• _TASK GOAL_:
Write out only the tail of the records, beginning at the line containing "target | balcony with railing" and including the last line, exactly as written.

• _MATERIAL PROVIDED_:
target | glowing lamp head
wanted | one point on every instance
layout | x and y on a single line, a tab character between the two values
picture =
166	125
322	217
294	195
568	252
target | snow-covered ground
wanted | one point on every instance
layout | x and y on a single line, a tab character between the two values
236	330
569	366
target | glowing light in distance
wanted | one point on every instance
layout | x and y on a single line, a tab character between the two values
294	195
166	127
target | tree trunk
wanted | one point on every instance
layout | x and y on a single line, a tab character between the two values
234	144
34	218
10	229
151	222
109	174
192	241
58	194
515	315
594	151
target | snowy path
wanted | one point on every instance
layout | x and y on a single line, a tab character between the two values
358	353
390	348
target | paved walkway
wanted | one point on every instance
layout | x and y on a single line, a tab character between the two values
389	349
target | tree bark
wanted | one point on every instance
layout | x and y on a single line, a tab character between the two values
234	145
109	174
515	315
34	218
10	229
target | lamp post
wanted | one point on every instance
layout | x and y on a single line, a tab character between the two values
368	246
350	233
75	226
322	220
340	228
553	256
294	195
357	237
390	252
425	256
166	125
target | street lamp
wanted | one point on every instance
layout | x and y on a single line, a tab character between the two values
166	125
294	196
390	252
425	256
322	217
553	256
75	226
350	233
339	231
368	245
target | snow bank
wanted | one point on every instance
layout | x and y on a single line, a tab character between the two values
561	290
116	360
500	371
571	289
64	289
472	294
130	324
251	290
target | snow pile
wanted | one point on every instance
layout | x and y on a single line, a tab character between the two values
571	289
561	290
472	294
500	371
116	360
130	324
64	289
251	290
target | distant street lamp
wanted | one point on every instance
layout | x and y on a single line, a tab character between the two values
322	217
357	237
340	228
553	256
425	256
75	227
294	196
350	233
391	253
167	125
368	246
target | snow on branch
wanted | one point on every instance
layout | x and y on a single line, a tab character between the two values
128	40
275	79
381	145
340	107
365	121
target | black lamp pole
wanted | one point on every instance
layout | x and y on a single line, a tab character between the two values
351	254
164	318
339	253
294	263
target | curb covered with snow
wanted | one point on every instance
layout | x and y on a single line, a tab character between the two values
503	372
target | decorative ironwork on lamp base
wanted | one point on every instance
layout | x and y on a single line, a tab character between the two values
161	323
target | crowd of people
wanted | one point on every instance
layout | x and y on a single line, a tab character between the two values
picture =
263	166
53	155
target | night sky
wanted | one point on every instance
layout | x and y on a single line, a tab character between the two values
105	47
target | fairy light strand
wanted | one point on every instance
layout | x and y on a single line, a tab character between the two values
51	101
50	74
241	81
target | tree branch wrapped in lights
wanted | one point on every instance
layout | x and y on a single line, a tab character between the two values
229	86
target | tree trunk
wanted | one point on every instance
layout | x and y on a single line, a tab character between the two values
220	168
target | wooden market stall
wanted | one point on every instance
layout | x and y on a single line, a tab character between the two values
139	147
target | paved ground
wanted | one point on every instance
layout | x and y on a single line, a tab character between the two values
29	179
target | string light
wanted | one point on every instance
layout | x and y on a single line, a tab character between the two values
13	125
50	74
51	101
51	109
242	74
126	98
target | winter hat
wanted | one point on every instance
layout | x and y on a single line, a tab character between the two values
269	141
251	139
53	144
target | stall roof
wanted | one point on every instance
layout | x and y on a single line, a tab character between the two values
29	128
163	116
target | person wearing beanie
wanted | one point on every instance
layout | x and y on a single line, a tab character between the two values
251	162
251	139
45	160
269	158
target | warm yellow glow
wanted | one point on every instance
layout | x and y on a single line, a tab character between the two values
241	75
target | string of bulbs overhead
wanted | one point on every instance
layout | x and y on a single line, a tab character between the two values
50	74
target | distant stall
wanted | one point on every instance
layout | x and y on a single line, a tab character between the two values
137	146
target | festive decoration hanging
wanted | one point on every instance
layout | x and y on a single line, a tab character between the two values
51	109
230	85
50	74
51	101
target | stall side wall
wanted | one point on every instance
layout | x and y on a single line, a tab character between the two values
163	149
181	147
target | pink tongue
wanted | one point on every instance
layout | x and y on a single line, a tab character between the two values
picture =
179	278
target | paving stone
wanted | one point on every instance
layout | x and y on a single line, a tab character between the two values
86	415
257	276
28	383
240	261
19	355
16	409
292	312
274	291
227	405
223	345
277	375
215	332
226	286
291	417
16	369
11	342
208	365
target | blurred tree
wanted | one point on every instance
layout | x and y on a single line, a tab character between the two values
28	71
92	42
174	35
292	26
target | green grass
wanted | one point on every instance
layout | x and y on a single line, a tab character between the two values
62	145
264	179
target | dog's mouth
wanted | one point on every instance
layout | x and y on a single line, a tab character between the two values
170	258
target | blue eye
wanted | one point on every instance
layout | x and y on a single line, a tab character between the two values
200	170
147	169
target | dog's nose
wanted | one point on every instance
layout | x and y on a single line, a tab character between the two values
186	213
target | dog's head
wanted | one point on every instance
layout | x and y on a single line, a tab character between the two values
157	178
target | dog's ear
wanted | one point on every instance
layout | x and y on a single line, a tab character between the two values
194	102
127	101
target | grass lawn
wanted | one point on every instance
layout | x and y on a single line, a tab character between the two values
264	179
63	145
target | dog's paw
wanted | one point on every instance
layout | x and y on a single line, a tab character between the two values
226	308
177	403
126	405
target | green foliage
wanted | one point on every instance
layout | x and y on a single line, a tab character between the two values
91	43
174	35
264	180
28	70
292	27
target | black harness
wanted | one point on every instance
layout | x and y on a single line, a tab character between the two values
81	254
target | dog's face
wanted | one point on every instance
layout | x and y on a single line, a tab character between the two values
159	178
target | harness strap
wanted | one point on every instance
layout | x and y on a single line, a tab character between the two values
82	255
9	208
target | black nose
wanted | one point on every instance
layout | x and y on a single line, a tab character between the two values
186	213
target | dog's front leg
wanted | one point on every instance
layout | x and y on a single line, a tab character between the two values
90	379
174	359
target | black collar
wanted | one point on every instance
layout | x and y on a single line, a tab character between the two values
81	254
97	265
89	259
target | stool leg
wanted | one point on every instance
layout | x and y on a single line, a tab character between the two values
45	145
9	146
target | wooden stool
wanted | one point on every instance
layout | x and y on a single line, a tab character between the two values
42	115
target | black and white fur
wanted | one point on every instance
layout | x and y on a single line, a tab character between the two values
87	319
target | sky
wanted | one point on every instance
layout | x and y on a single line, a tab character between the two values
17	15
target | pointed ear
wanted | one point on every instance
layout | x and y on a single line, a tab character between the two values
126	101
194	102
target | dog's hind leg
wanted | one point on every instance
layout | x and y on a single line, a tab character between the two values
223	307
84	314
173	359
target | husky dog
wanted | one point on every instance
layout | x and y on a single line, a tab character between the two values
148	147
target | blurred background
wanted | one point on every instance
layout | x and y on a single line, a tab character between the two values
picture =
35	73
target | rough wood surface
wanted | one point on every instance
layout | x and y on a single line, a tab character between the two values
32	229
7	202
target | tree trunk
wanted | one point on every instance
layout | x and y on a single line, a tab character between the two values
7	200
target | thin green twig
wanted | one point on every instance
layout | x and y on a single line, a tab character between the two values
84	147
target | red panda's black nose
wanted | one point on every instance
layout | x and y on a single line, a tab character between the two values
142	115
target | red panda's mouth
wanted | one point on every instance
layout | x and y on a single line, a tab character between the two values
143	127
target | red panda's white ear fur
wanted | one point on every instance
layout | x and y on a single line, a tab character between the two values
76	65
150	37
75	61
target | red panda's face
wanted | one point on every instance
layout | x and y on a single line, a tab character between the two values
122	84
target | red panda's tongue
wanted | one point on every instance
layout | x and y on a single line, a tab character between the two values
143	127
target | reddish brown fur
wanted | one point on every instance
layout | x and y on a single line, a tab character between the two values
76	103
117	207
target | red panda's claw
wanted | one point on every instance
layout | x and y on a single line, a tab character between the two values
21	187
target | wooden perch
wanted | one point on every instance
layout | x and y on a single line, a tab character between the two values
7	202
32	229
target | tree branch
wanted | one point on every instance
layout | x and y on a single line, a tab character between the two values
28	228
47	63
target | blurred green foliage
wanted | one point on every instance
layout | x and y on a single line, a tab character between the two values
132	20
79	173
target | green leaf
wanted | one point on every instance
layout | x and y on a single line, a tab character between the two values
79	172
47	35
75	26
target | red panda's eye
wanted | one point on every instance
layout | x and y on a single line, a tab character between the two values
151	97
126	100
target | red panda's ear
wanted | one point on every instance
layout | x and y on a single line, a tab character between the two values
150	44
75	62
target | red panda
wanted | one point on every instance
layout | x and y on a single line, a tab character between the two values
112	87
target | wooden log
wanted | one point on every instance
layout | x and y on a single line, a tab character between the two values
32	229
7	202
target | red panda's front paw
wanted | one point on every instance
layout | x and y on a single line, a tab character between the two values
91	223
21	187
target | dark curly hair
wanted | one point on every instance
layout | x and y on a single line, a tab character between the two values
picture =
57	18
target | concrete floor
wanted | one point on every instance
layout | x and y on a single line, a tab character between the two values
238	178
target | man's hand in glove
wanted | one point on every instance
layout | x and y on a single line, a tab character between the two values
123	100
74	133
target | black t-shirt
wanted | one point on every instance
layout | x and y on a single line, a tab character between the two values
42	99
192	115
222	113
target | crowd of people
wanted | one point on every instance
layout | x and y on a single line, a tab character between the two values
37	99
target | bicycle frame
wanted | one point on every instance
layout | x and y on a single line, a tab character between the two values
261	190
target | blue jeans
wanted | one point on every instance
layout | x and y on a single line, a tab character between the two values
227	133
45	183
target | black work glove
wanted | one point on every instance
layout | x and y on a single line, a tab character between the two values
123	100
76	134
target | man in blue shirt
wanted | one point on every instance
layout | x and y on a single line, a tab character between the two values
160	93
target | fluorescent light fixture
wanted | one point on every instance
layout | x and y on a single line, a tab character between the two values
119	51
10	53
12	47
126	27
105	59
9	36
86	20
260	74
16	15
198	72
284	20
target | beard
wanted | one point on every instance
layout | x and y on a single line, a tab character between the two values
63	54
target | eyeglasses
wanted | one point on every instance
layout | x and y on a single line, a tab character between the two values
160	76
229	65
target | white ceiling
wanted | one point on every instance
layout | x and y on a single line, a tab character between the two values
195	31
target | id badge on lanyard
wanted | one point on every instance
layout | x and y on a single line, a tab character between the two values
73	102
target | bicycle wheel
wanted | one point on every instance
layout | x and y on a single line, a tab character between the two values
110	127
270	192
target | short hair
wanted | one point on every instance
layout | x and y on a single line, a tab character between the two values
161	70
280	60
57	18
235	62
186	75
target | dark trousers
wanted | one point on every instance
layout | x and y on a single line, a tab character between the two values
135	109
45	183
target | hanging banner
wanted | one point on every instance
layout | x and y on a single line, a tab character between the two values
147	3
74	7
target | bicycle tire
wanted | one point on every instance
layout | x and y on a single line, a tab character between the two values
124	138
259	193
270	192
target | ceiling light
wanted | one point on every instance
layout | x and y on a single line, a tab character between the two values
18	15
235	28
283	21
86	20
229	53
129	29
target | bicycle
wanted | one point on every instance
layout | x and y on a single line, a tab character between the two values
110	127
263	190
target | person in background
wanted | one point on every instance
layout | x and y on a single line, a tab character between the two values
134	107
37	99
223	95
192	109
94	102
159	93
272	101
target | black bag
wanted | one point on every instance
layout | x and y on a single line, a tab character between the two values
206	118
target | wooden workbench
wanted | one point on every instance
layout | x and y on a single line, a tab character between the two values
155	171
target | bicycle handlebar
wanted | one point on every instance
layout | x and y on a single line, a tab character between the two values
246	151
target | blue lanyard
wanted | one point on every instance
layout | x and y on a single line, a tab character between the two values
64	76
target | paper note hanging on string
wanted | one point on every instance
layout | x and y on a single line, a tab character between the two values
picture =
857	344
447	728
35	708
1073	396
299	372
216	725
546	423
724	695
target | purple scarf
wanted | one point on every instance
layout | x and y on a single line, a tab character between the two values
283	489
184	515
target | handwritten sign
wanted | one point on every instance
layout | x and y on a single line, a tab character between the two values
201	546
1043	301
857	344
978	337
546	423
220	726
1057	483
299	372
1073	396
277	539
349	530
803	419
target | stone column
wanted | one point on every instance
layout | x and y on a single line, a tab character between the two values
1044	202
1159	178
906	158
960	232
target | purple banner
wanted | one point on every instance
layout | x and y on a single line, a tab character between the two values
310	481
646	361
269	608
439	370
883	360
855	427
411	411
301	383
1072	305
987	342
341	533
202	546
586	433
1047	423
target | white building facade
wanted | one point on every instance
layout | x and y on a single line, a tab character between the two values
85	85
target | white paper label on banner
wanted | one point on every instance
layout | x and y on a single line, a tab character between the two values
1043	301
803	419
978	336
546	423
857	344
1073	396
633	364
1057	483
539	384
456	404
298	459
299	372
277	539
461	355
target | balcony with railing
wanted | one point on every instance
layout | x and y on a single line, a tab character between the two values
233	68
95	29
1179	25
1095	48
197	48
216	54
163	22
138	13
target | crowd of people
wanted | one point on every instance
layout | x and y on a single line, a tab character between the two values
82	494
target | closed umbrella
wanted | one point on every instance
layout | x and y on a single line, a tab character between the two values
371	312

• _TASK RESPONSE_:
target | balcony with railing
wanted | one point on every instance
layout | x and y on a single line, a tab character between the two values
233	68
95	29
1179	25
1095	48
197	48
216	54
163	22
138	13
target | crowd of people
wanted | one point on every instance
layout | x and y on a single line, a tab character between the two values
82	494
target | closed umbrella
wanted | one point on every instance
layout | x and y on a single line, a tab character between the two values
371	312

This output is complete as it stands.